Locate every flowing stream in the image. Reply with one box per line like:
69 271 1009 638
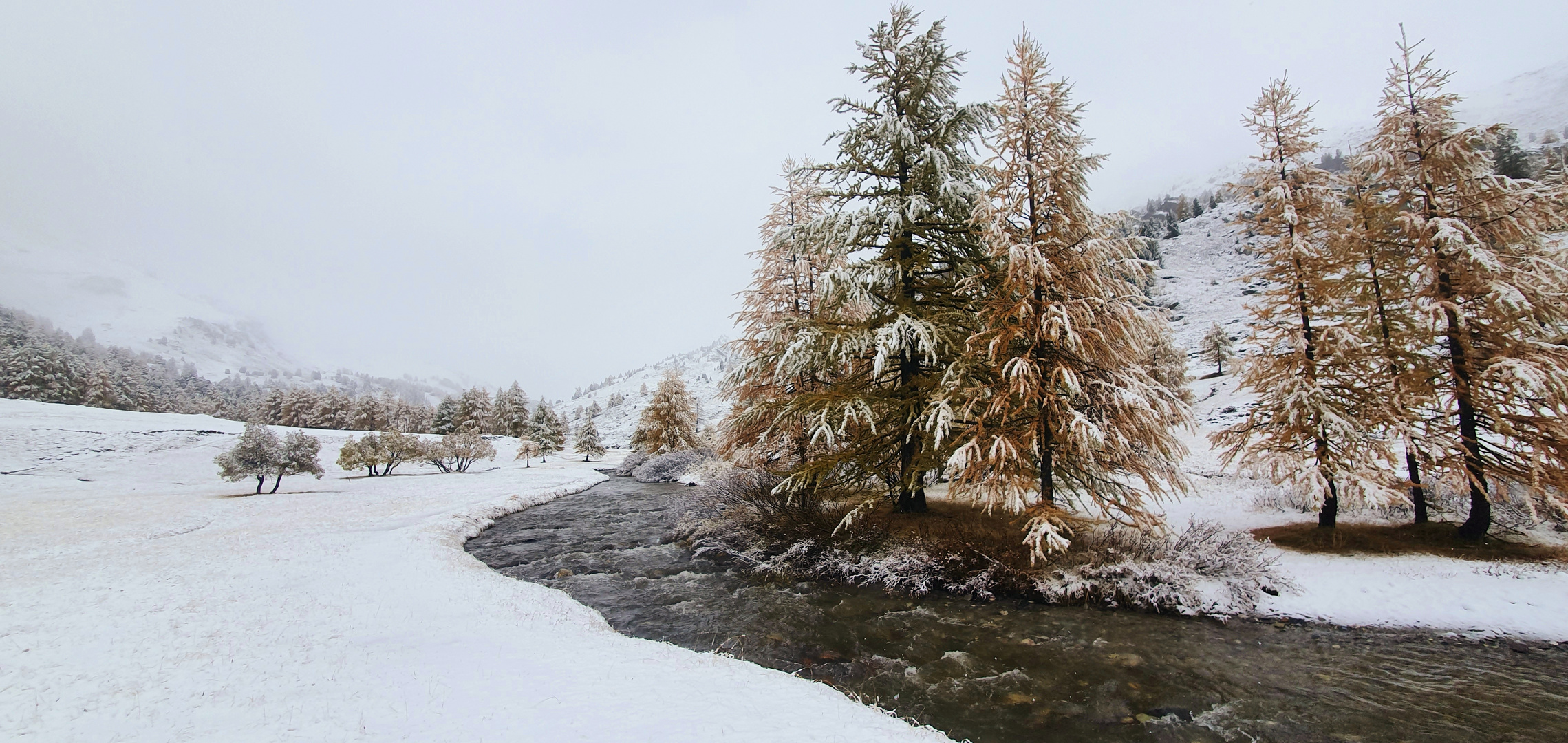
467 478 1568 743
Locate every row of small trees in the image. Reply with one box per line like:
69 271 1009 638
1214 33 1568 538
213 423 323 492
724 6 1188 555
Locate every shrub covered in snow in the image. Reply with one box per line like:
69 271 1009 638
678 469 1291 614
612 451 647 477
632 449 713 483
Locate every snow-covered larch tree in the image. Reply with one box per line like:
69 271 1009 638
1360 39 1568 539
943 34 1187 557
720 158 836 469
493 383 528 439
776 6 989 511
1210 80 1400 528
528 398 566 462
268 431 325 492
632 367 702 455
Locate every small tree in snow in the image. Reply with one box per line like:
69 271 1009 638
513 439 541 467
440 431 495 472
1198 323 1236 375
268 431 325 492
418 431 495 472
213 423 282 492
632 368 702 455
493 383 528 439
530 400 566 462
572 418 603 462
337 434 383 477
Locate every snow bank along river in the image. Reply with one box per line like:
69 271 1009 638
0 400 941 743
467 478 1568 743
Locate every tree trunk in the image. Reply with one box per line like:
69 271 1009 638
1405 440 1427 524
1040 406 1057 506
1317 478 1339 528
1438 271 1491 539
1317 439 1339 528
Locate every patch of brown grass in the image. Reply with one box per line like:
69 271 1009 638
856 500 1029 566
1253 522 1568 563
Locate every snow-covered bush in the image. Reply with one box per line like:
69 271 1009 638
612 451 649 477
632 449 713 483
213 423 323 492
1035 520 1292 616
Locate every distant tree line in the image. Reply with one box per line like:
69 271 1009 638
0 308 264 420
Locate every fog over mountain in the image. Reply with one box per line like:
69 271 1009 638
0 1 1568 398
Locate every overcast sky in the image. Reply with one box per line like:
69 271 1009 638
0 0 1568 396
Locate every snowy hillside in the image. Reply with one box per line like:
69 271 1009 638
1165 60 1568 206
1154 202 1256 427
0 232 302 379
558 338 732 446
0 237 464 400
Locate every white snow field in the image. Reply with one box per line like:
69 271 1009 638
0 400 947 742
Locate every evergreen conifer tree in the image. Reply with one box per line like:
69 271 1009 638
775 6 989 511
515 439 544 467
528 400 566 462
429 395 458 434
451 387 494 434
720 160 836 469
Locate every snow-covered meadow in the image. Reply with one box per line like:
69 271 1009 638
0 400 945 742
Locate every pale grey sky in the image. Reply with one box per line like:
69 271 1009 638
0 0 1568 396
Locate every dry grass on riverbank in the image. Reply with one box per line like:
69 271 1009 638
1253 522 1568 563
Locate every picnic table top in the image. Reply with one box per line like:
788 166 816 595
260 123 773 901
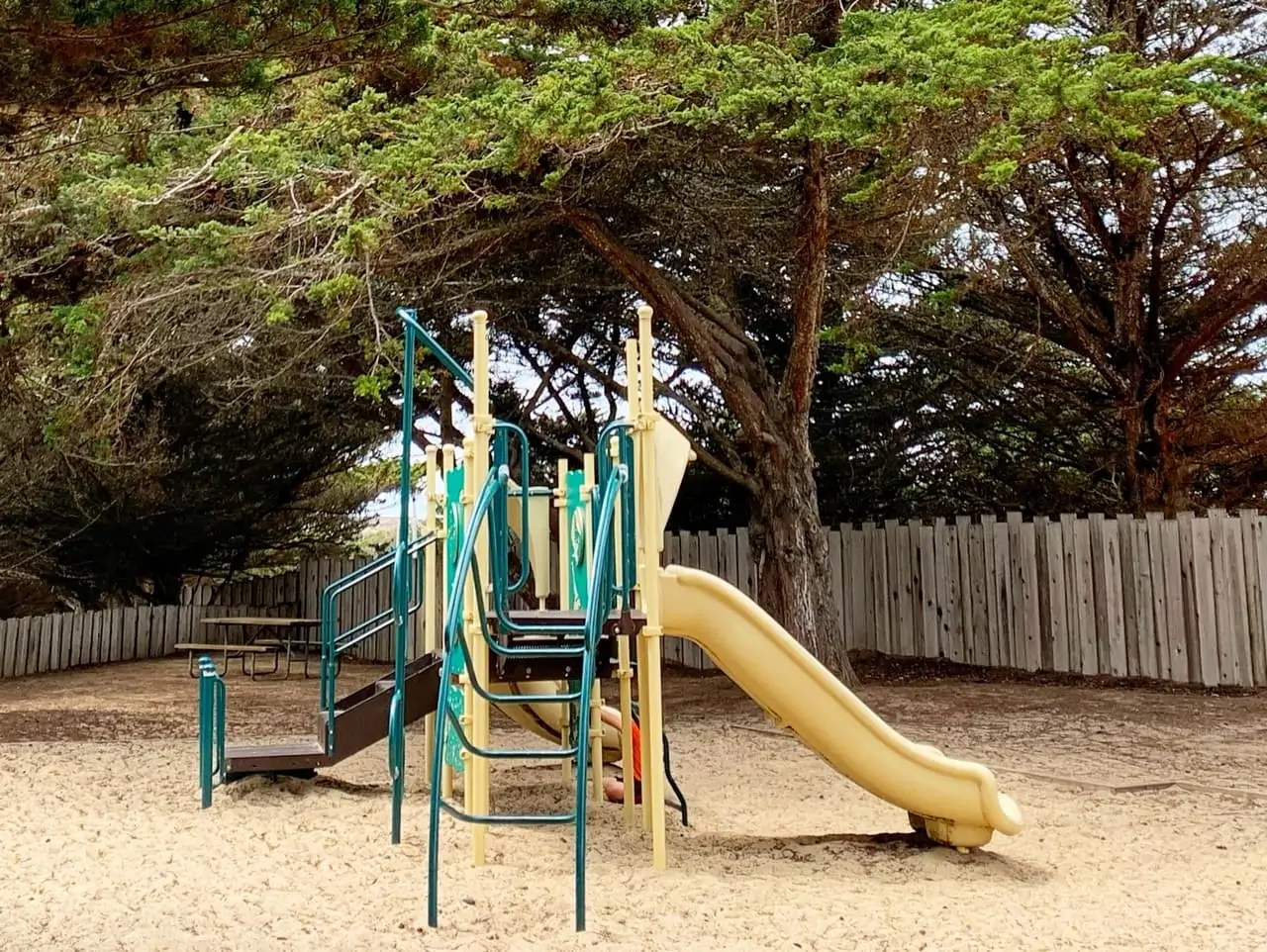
202 617 321 628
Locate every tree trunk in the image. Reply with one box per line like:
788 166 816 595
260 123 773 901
750 423 858 688
569 206 856 685
1122 387 1182 516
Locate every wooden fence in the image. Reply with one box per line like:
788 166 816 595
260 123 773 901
0 605 256 677
0 511 1267 688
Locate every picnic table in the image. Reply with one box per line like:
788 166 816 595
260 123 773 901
176 616 337 681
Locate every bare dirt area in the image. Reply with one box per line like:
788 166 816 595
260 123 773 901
0 661 1267 952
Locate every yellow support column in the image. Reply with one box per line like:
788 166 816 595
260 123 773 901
616 339 642 826
432 443 461 800
634 307 668 870
555 459 571 612
466 310 491 866
457 436 481 830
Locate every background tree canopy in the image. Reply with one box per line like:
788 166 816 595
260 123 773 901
0 0 1267 670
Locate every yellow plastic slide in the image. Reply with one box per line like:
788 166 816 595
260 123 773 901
660 566 1022 847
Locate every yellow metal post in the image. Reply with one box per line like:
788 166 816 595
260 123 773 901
634 305 668 870
466 310 493 866
418 447 444 777
453 436 480 830
616 339 642 826
555 459 571 612
436 443 461 800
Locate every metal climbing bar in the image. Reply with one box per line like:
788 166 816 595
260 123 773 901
427 463 630 932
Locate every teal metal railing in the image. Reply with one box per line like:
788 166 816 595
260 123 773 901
427 464 629 932
198 654 226 810
321 533 438 754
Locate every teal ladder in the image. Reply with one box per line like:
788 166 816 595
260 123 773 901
427 463 629 932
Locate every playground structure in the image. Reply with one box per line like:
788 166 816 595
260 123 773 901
200 308 1022 930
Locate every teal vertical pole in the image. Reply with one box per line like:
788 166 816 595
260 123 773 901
198 654 216 810
388 322 416 843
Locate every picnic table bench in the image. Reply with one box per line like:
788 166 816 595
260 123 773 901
176 617 341 681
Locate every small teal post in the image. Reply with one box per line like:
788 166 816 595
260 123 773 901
388 321 417 844
198 654 225 810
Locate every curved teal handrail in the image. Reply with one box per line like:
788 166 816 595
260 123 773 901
492 421 533 597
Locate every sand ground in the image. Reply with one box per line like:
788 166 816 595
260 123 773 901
0 661 1267 952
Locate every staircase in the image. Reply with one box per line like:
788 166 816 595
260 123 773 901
225 654 443 781
223 535 443 783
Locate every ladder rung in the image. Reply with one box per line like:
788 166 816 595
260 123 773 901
489 691 580 708
493 644 589 658
436 797 576 826
440 706 580 761
466 747 580 761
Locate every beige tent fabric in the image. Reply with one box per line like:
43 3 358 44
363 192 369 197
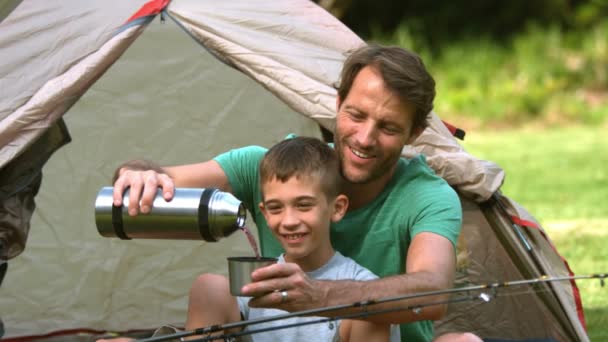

# # #

Extract every line of the records above that contains the word "metal".

Locate every yellow metal post in the image. Reply with one box per line like:
Locate every metal climbing bar in the image. Reply with one box per line like:
Locate every teal metal railing in the image. Reply with one box per line like:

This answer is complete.